◆ **Task instructions**: Produce a verbatim copy of the entries listed below.

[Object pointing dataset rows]
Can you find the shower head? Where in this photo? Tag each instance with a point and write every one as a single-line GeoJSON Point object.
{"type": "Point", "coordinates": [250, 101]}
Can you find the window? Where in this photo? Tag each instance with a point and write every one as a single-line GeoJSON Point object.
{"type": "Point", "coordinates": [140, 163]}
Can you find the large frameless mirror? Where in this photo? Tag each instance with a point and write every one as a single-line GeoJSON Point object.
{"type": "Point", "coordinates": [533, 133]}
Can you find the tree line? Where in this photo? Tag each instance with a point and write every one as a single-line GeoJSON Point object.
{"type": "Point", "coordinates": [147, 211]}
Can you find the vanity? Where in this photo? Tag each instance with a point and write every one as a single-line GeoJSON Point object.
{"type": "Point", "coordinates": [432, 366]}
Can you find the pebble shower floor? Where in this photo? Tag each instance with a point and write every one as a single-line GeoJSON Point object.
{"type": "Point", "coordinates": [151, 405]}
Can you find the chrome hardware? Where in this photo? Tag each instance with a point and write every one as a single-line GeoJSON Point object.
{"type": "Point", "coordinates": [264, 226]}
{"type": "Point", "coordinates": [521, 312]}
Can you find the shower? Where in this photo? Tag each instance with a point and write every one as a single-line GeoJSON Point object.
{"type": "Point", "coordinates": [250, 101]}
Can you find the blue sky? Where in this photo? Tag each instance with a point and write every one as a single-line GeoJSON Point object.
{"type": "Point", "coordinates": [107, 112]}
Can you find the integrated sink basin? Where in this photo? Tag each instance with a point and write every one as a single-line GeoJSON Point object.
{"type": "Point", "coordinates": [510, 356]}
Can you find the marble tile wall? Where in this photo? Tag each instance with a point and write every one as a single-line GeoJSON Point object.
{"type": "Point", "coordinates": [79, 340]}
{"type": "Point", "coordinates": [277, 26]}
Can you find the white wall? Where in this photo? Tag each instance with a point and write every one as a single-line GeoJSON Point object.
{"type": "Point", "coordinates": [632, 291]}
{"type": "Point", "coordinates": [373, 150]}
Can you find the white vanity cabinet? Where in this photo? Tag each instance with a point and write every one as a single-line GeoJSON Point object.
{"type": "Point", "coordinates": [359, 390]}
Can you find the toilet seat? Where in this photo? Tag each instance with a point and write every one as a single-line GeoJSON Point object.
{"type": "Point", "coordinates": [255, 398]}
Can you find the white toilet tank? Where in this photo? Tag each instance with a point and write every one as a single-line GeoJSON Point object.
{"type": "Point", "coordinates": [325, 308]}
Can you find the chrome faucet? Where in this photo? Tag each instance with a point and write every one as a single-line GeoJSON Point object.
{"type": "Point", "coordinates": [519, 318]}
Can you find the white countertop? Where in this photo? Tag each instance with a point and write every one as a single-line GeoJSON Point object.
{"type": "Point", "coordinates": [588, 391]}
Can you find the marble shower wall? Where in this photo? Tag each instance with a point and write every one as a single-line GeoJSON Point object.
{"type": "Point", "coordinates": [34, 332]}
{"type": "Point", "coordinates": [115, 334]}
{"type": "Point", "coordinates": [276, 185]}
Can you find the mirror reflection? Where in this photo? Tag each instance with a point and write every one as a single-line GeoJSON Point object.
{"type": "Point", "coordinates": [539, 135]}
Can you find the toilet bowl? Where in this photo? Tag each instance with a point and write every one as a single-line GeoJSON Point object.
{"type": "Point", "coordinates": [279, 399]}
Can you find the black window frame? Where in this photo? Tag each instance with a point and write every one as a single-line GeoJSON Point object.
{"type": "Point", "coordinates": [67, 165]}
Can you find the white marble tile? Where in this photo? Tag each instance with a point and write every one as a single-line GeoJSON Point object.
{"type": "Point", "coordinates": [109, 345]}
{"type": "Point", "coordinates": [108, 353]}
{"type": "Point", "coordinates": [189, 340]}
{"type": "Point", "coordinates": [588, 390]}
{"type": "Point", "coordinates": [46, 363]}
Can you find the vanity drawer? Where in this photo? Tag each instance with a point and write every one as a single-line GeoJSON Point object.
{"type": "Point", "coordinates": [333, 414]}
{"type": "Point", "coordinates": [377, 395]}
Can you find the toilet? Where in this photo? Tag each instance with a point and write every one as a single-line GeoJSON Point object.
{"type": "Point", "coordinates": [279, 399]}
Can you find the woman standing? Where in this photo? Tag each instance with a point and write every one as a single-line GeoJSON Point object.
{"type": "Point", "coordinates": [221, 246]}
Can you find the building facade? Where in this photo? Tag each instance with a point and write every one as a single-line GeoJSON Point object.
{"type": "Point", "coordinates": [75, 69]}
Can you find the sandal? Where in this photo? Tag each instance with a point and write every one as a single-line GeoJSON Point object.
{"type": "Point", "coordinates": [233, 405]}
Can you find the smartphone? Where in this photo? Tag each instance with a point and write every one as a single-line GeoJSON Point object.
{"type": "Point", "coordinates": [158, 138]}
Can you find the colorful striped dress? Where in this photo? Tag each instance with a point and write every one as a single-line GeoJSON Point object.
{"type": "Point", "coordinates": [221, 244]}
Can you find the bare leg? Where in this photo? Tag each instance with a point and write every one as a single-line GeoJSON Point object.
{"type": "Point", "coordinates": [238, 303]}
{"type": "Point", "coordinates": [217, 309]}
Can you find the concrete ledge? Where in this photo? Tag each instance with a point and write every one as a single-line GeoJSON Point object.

◆ **Answer for the task**:
Can you find the shower head? Where in this photo? Tag each instance with a point and write every one as a single-line GeoJSON Point object.
{"type": "Point", "coordinates": [250, 101]}
Can you find the window? Where in this photo? Tag each instance with a point and write every one as a single-line GeoJSON Point object.
{"type": "Point", "coordinates": [140, 163]}
Can you find the large frameless mirror? Where in this photo? Tag each instance with a point and write every one as a single-line GeoJSON Point object.
{"type": "Point", "coordinates": [533, 133]}
Can you find the tree line? Where in this photo? Tag each instance with a point and write every one as a single-line GeoJSON Point object.
{"type": "Point", "coordinates": [147, 211]}
Can you find the vanity? Where in this photo? Tag each instance with a point and write every one as a single-line GeoJSON Point object.
{"type": "Point", "coordinates": [432, 366]}
Can you find the pebble shower floor? Where in this photo? Tag each instance with a point and write every one as a single-line GeoJSON Point object.
{"type": "Point", "coordinates": [151, 405]}
Can you find the chrome hardware? Where in this photo? Tag each instance with a point and write every one as a single-line GeoJSON Point object.
{"type": "Point", "coordinates": [264, 226]}
{"type": "Point", "coordinates": [521, 312]}
Can you find the shower? Where in this photo? Tag each instance with a point and write every one as a single-line GeoJSON Point object.
{"type": "Point", "coordinates": [250, 101]}
Can you find the blue sky? Where in this photo? Tag each instance with a point and write every one as a single-line GeoJSON Point object.
{"type": "Point", "coordinates": [107, 112]}
Can you find the integrated sink basin? Where in this photo? Tag each instance with a point and write every one as a single-line GeoJSON Point object.
{"type": "Point", "coordinates": [510, 356]}
Can you find the marble tile wall? Where in this photo? Tag each instance with a point and write every one as a single-line GeoJSON Point object.
{"type": "Point", "coordinates": [79, 340]}
{"type": "Point", "coordinates": [277, 26]}
Can you find the white wall? Where in this photo? Tag each instance with a point and write every one as a single-line GeoJSON Point object.
{"type": "Point", "coordinates": [632, 291]}
{"type": "Point", "coordinates": [373, 150]}
Can you find the white vanity cabinet? Where in this photo? Tag each instance with a point and write every one as a single-line GeoJSON Point object.
{"type": "Point", "coordinates": [359, 390]}
Can you find the toilet seat? Where in this photo? Tag each instance with a point and write every one as a single-line GeoJSON Point object.
{"type": "Point", "coordinates": [255, 398]}
Can you find the white toilet tank? Where in this photo? Tag each instance with a point and write every one as a single-line GeoJSON Point object.
{"type": "Point", "coordinates": [325, 308]}
Can you find the chrome faucet? Where in this photo? Tag each instance with a point and write every one as a single-line GeoJSON Point object.
{"type": "Point", "coordinates": [519, 318]}
Can you find the white countertop? Where in this photo? Tag each instance with a point and write every one as a single-line GeoJSON Point object.
{"type": "Point", "coordinates": [588, 391]}
Can you find the marble shower wall? Where in this photo? Tag each instance with a point and write every one as a single-line GeoJSON Point object.
{"type": "Point", "coordinates": [34, 332]}
{"type": "Point", "coordinates": [115, 334]}
{"type": "Point", "coordinates": [276, 185]}
Can you find the mirror reflection? Where in this photo? Tag each instance with a point and write every one as a single-line GeoJSON Point object.
{"type": "Point", "coordinates": [539, 135]}
Can you find the toilet bowl? Where in this photo? Tag each instance with a point and write every one as a single-line GeoJSON Point object.
{"type": "Point", "coordinates": [279, 399]}
Can you find the black window frame? Where in this photo? Tag each instance with a point and write every one as a single-line GeoJSON Point object.
{"type": "Point", "coordinates": [67, 165]}
Can you find the white marble tile? Where in this photo? Tag each instance with a point and write every one as a single-line GeoJSON Point object.
{"type": "Point", "coordinates": [109, 345]}
{"type": "Point", "coordinates": [108, 353]}
{"type": "Point", "coordinates": [189, 340]}
{"type": "Point", "coordinates": [588, 390]}
{"type": "Point", "coordinates": [46, 363]}
Can you find the vanity drawer? Where in this photo? Tag each instance with a point and write every one as a single-line GeoJSON Point object.
{"type": "Point", "coordinates": [333, 414]}
{"type": "Point", "coordinates": [377, 395]}
Can you find the toilet? Where in this photo? Tag each instance with a point and write every one as a single-line GeoJSON Point object.
{"type": "Point", "coordinates": [279, 399]}
Can you find the woman standing? Where in this photo? Tag each instance with a point and write every one as a single-line GeoJSON Point object.
{"type": "Point", "coordinates": [221, 246]}
Can you find the building facade? Where in this photo? Tag each instance with a point and write every one as a single-line GeoJSON Point object.
{"type": "Point", "coordinates": [75, 69]}
Can you find the sandal? Where in this photo? Tag each instance with a point and write every one as a single-line GeoJSON Point object.
{"type": "Point", "coordinates": [233, 405]}
Can you find the smartphone? Where in this photo? Tag each instance with a point and write every one as a single-line GeoJSON Point object.
{"type": "Point", "coordinates": [158, 138]}
Can you find the colorful striped dress? Where in this photo? Tag each instance with a point and write every one as a single-line GeoJSON Point object.
{"type": "Point", "coordinates": [221, 244]}
Can you find the bare leg? Where in this photo? Tag each instance with a point and write every one as a single-line GeoJSON Point object.
{"type": "Point", "coordinates": [238, 303]}
{"type": "Point", "coordinates": [217, 309]}
Can you find the concrete ledge? Where in this photo? Tag each instance with a point and write every one as a single-line GeoJSON Point object.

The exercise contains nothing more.